Exact copies of the lines from the start of the records through the line with "Expected: one pin per instance of the terracotta" are what the answer must hold; pictures are not part of it.

#### THE DATA

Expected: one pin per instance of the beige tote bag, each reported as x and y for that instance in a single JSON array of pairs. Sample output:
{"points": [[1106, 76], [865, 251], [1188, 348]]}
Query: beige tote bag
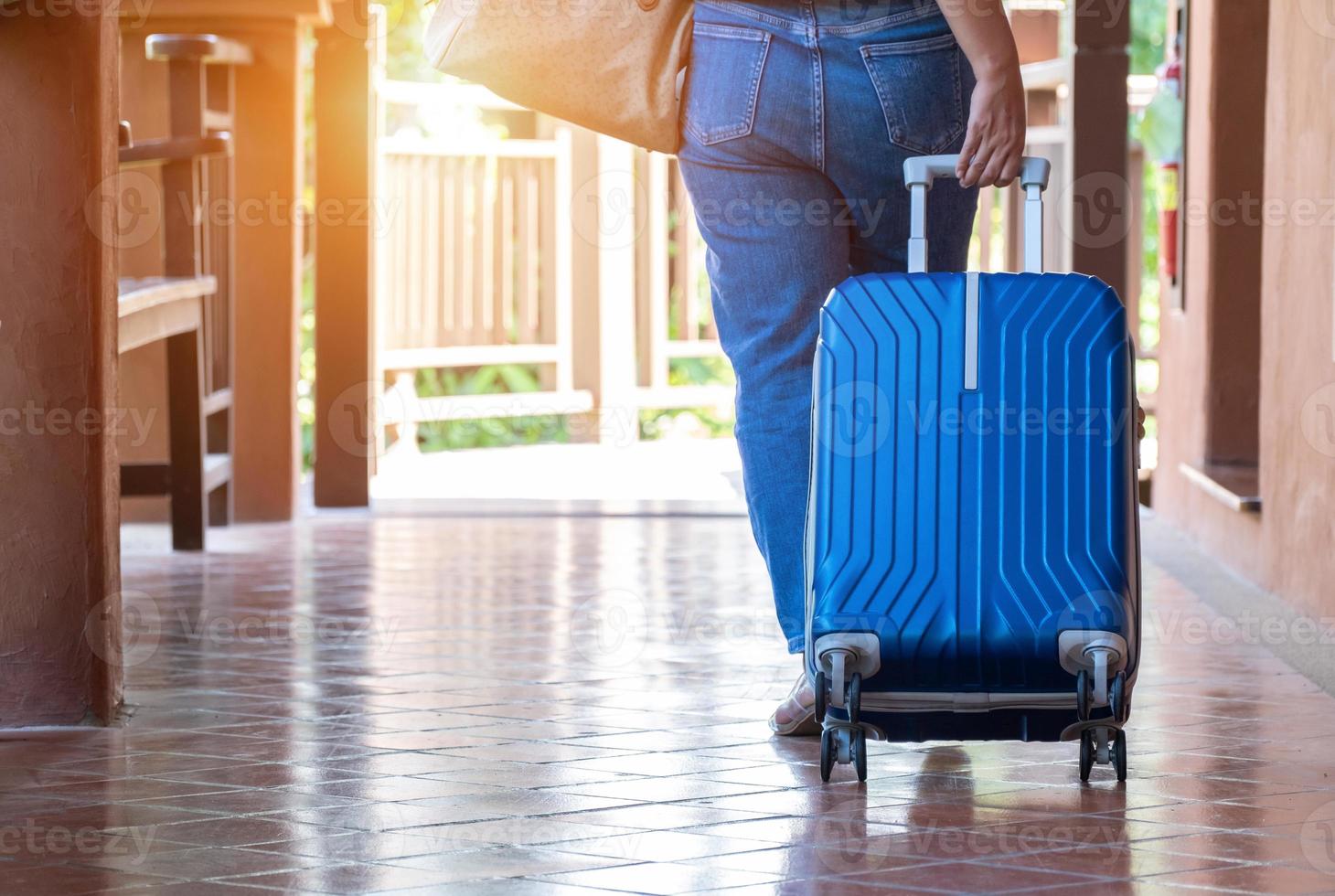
{"points": [[612, 66]]}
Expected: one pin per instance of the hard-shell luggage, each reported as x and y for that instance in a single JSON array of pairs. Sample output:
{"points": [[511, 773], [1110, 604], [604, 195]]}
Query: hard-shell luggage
{"points": [[972, 536]]}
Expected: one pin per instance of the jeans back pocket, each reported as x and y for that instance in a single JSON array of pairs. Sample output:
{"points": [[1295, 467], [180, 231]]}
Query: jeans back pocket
{"points": [[922, 91], [724, 81]]}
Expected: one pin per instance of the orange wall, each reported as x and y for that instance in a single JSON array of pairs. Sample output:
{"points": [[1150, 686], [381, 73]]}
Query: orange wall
{"points": [[1290, 548], [1298, 347]]}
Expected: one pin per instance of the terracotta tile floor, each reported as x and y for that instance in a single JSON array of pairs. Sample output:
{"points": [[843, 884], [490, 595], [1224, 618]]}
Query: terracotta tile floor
{"points": [[577, 704]]}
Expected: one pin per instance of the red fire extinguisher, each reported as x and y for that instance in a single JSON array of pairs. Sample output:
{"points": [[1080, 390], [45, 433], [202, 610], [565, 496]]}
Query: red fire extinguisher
{"points": [[1169, 185]]}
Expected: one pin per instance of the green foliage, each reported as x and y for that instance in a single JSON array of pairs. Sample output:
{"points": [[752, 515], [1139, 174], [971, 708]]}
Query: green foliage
{"points": [[406, 26], [1148, 29], [449, 435]]}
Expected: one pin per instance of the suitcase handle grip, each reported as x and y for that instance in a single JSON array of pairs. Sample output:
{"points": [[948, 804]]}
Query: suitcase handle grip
{"points": [[922, 171]]}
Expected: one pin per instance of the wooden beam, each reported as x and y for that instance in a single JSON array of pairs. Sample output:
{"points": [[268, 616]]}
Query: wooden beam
{"points": [[345, 165], [1100, 212], [59, 591]]}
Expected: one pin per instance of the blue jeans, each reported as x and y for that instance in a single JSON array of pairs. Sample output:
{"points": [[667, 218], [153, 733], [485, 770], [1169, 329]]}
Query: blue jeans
{"points": [[796, 123]]}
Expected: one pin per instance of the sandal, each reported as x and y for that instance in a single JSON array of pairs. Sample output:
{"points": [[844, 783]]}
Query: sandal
{"points": [[803, 721]]}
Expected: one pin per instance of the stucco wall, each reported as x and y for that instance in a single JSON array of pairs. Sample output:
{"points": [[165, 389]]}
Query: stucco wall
{"points": [[59, 547], [1290, 548]]}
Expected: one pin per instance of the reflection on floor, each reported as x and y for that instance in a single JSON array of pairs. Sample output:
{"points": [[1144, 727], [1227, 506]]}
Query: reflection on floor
{"points": [[568, 704]]}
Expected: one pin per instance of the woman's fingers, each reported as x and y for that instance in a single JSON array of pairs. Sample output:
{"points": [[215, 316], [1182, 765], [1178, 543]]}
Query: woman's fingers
{"points": [[971, 145], [1012, 167]]}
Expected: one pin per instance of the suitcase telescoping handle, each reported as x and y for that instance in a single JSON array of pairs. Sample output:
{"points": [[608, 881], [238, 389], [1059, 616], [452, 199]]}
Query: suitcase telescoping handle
{"points": [[919, 174]]}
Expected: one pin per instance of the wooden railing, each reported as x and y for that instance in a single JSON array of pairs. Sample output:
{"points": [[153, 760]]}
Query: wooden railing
{"points": [[475, 269], [673, 314], [1000, 232], [475, 257]]}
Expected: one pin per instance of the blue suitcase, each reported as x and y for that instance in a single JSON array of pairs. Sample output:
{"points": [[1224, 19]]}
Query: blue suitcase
{"points": [[972, 536]]}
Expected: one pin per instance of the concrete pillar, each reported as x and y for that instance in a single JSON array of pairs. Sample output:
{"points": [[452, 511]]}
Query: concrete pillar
{"points": [[345, 176], [1100, 202], [59, 512]]}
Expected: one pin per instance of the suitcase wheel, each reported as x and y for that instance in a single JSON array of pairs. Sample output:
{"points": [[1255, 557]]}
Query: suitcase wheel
{"points": [[1111, 752], [1117, 699], [844, 744], [859, 751], [853, 700], [1083, 688], [1119, 754], [1085, 753]]}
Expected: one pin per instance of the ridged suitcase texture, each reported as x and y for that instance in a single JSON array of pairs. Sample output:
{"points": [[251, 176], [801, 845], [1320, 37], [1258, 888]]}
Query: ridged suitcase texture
{"points": [[968, 528]]}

########

◆ **RESPONSE FOR THIS EXERCISE**
Expected: one pin per instance of the beige tote bag, each reported as x and y for that instance in a single JSON array of pairs. Sample output:
{"points": [[1106, 76], [865, 251], [1188, 348]]}
Query: beige tote bag
{"points": [[612, 66]]}
Expected: one pin per instance of the hard-shell luggage, each reported as x and y for that instance in a single JSON array of pairs. Sample output:
{"points": [[511, 773], [1110, 604], [604, 195]]}
Query: hard-shell luggage
{"points": [[972, 536]]}
Expected: one pin per instance of the jeans back pocket, each reported as x and y for that instance in a single JSON array of pairs. Sample output:
{"points": [[1295, 467], [180, 231]]}
Query: jeans back pocket
{"points": [[922, 91], [724, 81]]}
Expected: one pin per instance of the orange wall, each reported as x and y for that instance in a single JSON array of pairs. Sample output:
{"points": [[1150, 686], [381, 73]]}
Query: orange wall
{"points": [[1290, 548], [1298, 347]]}
Expected: one pin per instance of the terracotta tile floor, each reported as x and y for that instance in a single JSON array of pairs. Sample output:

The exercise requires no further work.